Extracted material:
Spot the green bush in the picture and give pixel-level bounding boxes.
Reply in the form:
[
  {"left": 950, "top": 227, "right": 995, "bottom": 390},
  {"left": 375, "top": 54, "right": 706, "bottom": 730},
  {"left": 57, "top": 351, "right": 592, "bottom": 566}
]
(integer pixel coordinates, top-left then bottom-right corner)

Brief:
For the data above, give the number of lines in which the word "pixel" appears, and nothing more.

Completed task:
2